Il y a quelques années de celà, j'ai eu l'occasion de voir un orateur particulièrement brillant dans un gigantesque auditorium. Très à l'aise, il semblait littéralement fait pour le métier et je me rappelle m'être dit qu'il aurait certainement fait un excellent présentateur télé. Pourtant, malgré le show, je suis ressorti mal à l'aise et je n'étais pas du tout convaincu par le discours. J'ai interrogé d'autres participants et à ma grande surprise, le constat était assez partagé : malgré le charisme évident, on avait tous le sentiment d'avoir assisté à un spectacle destiné uniquement à nous vendre une mauvaise soupe. Curieux, car le fond de la démonstration était bon, la forme paraissait excellente, et pourtant, le résultat très mitigé.

Cet orateur était excellent, mais il commettait une erreur très classique : il était bon, ça se voyait, et ça se voyait trop. Paradoxalement, son talent le faisait apparaitre comme manipulateur (alors même que je suis certain qu'il n'avait aucune intention de l'être). Encore une fois, les hommes politiques sont les 1iers à avoir perçu ce problème et à l'avoir réglé. La technique date de l'antiquité mais un de ses adeptes les plus célèbres est Abraham Lincoln.

Comme les sénateurs romain, Lincoln avait compris le danger d'apparaitre comme trop sûr de lui même, trop à l'aise. Mais en même temps, peut-on suivre un leader qui doute de ce qu'il propose ? La technique Dubitatio consiste à démarrer son discours de façon humble, presque timide, un peu mal à l'aise. Le cerveau de l'audience interprète ça comme une absence de menace et commence à avoir de l'empathie pour l'orateur (on adresse le personnal agenda dans l'équation de la confiance, concept que je développerai ultérieurement). La technique doit être utilisée pendant un laps de temps assez court, de l'ordre d'une minute, guère plus. Au delà, vous êtes catalogués comme peu sûr de vous et votre humilité est passé de qualité à grave défaut.

→ **EXERCICE A**:
Pour chacune des affirmations suivantes, dites si elle concorde avec l'extrait sur la technique Dubitatio, en citant mot pour mot les termes qui tranchent : (i) l'orateur de l'auditorium a convaincu l'auteur ; (ii) la phase humble du discours doit durer environ une minute ; (iii) l'orateur cherchait à manipuler son public.
→ **EXERCICE B**:
Relevez dans l'extrait sur la technique Dubitatio toutes les manières dont elle recommande de démarrer son discours.
→ **EXERCICE C**:
Rédigez la suite de l'extrait sur la technique Dubitatio, après sa dernière phrase.
Les données ne sont d'aucune utilité pour ce travail.

→ **DONNÉES AFFICHÉES**:

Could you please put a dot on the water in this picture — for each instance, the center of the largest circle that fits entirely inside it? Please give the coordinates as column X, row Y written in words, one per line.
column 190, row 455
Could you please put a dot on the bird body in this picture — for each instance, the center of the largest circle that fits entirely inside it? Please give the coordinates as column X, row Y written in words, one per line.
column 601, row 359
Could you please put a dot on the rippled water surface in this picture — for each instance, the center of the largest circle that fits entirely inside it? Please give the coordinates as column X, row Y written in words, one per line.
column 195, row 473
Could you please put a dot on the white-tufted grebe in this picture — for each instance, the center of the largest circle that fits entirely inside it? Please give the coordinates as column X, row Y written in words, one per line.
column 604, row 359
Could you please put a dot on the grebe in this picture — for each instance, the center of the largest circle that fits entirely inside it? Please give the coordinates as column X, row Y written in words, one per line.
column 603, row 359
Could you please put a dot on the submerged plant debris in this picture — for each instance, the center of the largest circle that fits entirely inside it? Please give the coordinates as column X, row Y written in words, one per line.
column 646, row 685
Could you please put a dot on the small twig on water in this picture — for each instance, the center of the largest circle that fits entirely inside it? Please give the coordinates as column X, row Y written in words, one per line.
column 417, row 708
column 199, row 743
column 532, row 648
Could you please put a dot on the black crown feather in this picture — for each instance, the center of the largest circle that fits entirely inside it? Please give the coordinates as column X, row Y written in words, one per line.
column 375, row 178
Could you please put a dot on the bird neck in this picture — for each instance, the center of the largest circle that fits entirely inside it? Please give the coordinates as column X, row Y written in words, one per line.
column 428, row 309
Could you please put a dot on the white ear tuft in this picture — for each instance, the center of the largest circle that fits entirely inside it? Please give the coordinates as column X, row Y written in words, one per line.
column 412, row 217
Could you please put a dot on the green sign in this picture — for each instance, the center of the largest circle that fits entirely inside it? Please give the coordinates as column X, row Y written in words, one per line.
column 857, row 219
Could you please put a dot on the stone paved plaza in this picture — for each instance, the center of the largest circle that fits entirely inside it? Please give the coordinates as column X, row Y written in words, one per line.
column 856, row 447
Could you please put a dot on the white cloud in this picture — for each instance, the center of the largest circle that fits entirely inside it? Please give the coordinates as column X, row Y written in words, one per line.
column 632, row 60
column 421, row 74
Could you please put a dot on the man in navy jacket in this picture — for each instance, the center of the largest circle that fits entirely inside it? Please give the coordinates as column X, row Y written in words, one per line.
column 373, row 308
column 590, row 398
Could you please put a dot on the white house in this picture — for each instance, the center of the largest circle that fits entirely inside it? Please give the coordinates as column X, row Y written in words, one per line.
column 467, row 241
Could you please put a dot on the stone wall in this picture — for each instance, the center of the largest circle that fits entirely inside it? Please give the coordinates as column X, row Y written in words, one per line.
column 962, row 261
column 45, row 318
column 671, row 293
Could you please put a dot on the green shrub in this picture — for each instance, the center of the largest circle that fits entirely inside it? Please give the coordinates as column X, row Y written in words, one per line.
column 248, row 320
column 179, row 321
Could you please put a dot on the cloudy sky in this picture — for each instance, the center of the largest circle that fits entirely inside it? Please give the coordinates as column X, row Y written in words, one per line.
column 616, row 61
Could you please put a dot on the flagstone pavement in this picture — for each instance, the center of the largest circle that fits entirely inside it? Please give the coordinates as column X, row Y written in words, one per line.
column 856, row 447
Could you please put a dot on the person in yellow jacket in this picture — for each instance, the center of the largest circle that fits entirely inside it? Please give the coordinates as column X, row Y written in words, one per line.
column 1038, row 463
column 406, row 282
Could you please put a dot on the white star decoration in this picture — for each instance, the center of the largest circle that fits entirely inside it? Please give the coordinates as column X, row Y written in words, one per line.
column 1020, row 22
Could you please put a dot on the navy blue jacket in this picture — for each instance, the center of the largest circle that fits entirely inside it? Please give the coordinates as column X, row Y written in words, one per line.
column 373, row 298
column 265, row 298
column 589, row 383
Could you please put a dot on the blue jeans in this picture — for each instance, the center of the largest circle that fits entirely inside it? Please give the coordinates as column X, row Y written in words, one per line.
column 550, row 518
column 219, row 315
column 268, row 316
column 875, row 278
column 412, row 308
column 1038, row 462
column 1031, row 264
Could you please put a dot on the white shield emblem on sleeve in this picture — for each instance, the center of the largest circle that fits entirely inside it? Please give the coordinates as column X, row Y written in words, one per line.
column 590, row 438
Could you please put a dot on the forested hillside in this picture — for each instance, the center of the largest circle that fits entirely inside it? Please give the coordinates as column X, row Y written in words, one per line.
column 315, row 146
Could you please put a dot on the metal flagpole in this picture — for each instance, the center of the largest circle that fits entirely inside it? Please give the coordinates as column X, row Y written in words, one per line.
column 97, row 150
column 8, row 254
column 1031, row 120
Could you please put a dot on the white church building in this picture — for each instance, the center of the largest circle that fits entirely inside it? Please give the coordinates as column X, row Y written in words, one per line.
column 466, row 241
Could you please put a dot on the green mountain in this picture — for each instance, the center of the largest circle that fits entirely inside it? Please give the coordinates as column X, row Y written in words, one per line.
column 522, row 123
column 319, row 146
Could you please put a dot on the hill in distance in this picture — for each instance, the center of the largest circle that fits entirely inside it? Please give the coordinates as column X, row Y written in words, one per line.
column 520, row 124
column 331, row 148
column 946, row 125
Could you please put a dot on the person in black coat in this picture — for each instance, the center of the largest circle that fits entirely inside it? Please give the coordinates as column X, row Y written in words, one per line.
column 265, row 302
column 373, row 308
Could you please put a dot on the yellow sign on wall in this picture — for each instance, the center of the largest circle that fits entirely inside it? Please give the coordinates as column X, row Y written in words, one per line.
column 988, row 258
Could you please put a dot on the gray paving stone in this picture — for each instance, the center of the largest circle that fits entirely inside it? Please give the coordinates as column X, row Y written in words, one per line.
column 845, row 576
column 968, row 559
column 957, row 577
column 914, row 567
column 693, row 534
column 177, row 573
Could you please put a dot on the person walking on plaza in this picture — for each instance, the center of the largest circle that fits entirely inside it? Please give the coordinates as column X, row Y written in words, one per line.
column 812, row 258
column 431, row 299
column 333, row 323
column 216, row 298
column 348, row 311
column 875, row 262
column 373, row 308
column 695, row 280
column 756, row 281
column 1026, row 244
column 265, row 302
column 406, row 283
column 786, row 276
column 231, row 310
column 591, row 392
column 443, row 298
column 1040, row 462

→ **RÉPONSE RÉDIGÉE A**:
(i) Non : « je n'étais pas du tout convaincu par le discours ».
(ii) Oui : « de l'ordre d'une minute, guère plus ».
(iii) Non : « je suis certain qu'il n'avait aucune intention de l'être ».

→ **RÉPONSE RÉDIGÉE B**:
De façon humble ; presque timide ; un peu mal à l'aise.

→ **RÉPONSE RÉDIGÉE C**:
Si on écoute, juste d'un point de vue sonore, un discours d'Hitler, il utilise rigoureusement la même technique : il démarre assez doucement, puis monte le son (jusqu'à finir par hurler, mais bon, c'est un autre sujet). Plus proche de nous, un Obama, ou bien n'importe quel candidat à la présidentielle française, sont des cas très intéressants à observer, qu'il s'agisse d'un discours dans un meeting, ou bien d'une intervention télévisée : on démarre doucement, puis rapidement, on monte le son.

Démarrer son discours en étant un peu mal à l'aise n'est donc pas un problème, bien au contraire. La timidité peut être un atout, à condition qu'elle soit de courte durée. Démarrant en douceur puis prenant de l'assurance rapidement, vous inspirez de la confiance à votre audience. Vous gommez ainsi que côté "trop à l'aise pour être honnête" qu'une présentation trop bien huilée va inspirer. La technique peut atteindre de très hauts degrés de sophistication. Ainsi, Steve Jobs, encore lui, présentait généralement ses nouveaux produits par 3, le chiffre magique. Mais le plus important, est que chaque produit devait être plus intense et surprenant que le précédent. Lorsque l'Iphone est présenté au public, c'est la dernière nouveauté, et c'est la plus bluffante du MacWorld. Evidemment, cela sous entend qu'il faut être capable d'organiser sa présentation avec cette méthode en tête, et cela demande énormément de travail (et Steve Jobs était un maître en la matière). Mais l'impact est colossal.